Problem description -
Echo the lines in the listing verbatim, starting at the line containing "Kindly point to the fingernail" and ending at the line containing "(1132, 145)", both included.

— start of Given information —

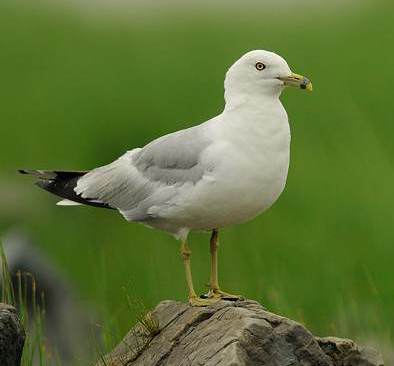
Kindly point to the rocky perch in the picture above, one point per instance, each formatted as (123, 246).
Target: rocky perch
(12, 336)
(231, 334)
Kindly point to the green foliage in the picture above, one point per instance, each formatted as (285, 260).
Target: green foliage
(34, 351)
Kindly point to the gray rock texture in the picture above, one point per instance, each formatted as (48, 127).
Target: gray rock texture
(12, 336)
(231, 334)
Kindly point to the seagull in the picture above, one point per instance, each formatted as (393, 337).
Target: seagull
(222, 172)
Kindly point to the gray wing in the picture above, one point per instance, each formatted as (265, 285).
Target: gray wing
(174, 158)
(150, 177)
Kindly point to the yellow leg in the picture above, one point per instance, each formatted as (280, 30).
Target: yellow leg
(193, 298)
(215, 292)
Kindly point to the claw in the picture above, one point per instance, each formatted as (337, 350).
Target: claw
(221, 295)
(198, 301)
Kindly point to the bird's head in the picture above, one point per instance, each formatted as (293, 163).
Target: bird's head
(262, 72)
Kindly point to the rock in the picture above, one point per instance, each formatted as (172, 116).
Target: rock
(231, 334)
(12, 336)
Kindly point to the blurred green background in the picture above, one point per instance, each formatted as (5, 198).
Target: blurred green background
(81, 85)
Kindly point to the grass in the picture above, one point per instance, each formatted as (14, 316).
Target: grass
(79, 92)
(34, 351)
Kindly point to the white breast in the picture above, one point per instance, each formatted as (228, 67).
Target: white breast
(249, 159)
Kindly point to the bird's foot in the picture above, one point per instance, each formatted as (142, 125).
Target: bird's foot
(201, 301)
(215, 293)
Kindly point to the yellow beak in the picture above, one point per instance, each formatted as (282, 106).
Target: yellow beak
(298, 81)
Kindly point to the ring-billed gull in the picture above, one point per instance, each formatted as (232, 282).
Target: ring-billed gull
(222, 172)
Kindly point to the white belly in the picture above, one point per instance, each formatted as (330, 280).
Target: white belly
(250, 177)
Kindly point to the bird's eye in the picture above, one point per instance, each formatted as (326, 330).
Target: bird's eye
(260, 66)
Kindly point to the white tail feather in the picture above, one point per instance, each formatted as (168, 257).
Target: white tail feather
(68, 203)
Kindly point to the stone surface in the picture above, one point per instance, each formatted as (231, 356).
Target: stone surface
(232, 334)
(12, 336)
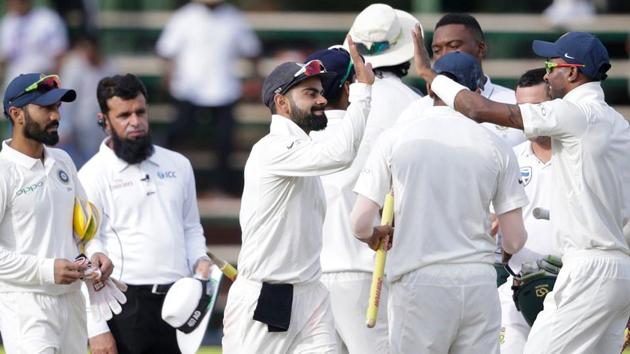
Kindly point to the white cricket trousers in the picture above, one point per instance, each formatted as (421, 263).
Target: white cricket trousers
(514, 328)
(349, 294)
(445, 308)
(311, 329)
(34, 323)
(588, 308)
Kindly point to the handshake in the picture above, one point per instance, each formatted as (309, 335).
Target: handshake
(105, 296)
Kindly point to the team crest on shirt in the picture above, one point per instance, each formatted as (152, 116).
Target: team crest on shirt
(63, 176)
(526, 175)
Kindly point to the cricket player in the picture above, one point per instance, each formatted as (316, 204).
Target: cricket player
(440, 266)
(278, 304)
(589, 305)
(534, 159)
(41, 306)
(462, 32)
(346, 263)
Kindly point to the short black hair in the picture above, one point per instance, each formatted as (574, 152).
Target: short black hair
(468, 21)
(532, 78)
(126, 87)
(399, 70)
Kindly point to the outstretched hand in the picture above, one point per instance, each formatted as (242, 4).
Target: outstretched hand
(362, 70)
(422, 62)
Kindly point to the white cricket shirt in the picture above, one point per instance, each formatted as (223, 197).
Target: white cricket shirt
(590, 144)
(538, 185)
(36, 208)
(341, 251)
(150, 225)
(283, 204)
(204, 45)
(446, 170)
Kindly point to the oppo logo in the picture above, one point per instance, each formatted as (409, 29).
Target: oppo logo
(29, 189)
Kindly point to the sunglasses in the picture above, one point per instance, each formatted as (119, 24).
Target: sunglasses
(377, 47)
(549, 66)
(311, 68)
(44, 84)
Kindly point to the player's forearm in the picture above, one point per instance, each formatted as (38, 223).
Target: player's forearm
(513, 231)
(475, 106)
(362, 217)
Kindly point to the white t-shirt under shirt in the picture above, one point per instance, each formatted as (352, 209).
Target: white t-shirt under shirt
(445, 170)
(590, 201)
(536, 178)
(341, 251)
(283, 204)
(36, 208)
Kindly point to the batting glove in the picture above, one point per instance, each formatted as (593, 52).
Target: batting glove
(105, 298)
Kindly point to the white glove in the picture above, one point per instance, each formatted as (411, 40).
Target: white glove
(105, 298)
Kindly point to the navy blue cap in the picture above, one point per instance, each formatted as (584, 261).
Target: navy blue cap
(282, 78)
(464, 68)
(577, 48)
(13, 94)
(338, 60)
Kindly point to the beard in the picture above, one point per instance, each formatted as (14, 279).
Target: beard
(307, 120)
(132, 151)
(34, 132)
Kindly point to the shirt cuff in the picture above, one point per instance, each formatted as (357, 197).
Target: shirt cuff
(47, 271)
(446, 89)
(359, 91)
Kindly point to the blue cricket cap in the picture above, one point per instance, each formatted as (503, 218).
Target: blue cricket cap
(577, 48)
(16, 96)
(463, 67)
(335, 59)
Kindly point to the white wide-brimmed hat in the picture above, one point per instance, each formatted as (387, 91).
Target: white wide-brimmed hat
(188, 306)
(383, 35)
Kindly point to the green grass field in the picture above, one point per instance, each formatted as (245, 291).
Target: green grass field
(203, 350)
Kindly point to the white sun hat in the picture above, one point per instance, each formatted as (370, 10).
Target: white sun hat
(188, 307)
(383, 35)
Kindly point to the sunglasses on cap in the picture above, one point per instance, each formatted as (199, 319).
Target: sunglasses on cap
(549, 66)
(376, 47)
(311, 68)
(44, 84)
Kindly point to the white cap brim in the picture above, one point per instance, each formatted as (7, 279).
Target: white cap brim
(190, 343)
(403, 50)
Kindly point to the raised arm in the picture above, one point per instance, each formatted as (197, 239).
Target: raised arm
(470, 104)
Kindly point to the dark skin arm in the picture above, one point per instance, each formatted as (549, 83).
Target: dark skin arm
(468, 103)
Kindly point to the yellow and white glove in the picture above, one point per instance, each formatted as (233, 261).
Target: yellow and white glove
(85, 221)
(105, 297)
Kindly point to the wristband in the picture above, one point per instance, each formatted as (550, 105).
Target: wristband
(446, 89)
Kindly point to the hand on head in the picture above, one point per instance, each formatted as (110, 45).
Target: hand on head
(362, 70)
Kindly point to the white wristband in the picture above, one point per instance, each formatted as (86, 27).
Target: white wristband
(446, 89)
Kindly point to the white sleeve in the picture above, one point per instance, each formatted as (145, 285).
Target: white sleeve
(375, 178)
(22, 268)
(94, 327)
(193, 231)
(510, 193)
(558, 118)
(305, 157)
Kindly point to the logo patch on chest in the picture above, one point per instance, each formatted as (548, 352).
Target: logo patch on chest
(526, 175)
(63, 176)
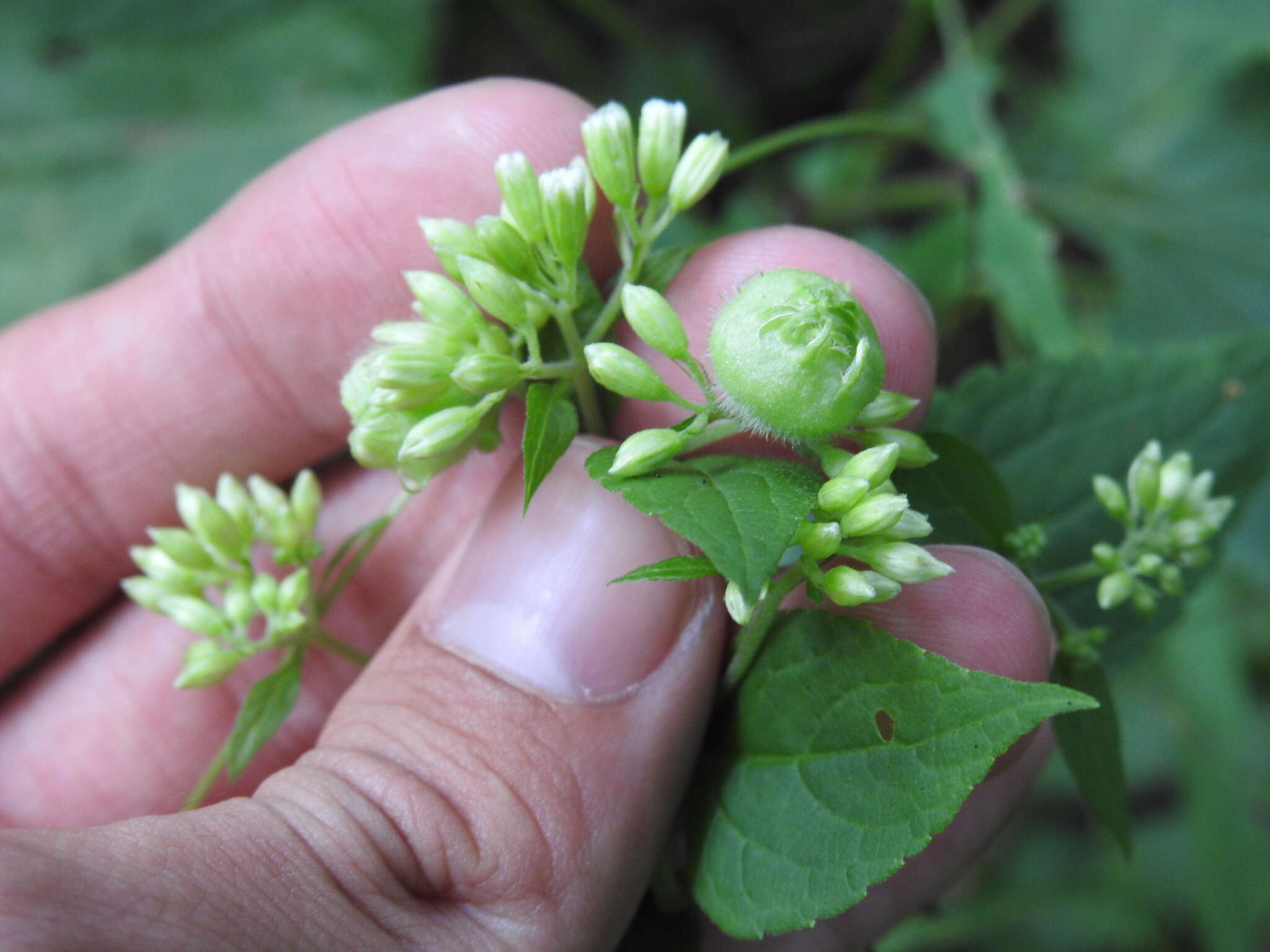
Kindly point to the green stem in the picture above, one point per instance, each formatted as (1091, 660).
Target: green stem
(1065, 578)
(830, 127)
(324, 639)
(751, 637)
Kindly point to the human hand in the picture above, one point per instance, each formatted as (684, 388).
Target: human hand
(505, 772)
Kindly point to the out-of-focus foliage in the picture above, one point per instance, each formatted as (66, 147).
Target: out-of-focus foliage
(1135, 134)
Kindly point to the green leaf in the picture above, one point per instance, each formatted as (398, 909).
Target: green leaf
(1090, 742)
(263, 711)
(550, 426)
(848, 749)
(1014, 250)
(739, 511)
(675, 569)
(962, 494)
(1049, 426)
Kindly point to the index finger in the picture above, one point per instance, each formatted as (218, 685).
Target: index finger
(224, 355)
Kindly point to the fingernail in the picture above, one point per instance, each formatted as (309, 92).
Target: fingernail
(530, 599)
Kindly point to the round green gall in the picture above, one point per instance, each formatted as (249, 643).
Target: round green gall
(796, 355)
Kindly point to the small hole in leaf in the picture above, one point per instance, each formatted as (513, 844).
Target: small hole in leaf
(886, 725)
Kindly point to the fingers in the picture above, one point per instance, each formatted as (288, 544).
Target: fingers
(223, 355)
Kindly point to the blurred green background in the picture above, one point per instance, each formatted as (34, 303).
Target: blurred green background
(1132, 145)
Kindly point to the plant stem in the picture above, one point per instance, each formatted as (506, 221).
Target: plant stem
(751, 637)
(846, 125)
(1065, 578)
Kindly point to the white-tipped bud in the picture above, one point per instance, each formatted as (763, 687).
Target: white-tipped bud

— end of Given information —

The reply -
Kindly point to the fingernail in the picture above, one point per instance, each formatted as (309, 92).
Target: fingernail
(530, 599)
Kindly point to the round green gall in the picture above, one point per instance, each formatted as (249, 643).
Target: round green gall
(796, 355)
Kindly point to the small hole in leaf in the picture above, one point per instance, each formatted as (513, 844).
Target: small hole in leaf
(886, 725)
Kindly point to the fingers in the picture above, one point per instance, each formatted as (288, 544).
Target: fingers
(223, 355)
Kindly point to the blurred green background in the picture above, one point per instance, each formatted as (34, 303).
Target: blurred green background
(1132, 145)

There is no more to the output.